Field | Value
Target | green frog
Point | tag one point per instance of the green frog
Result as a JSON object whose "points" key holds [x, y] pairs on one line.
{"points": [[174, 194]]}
● ● ● ● ●
WRITTEN TASK: Reproduce all of the rows above word for word, leaving every line unchanged.

CORRECT RESPONSE:
Field | Value
Target | green frog
Point | tag one point per instance of the green frog
Result as a JSON object whose "points" key holds [x, y] pairs on one line.
{"points": [[174, 194]]}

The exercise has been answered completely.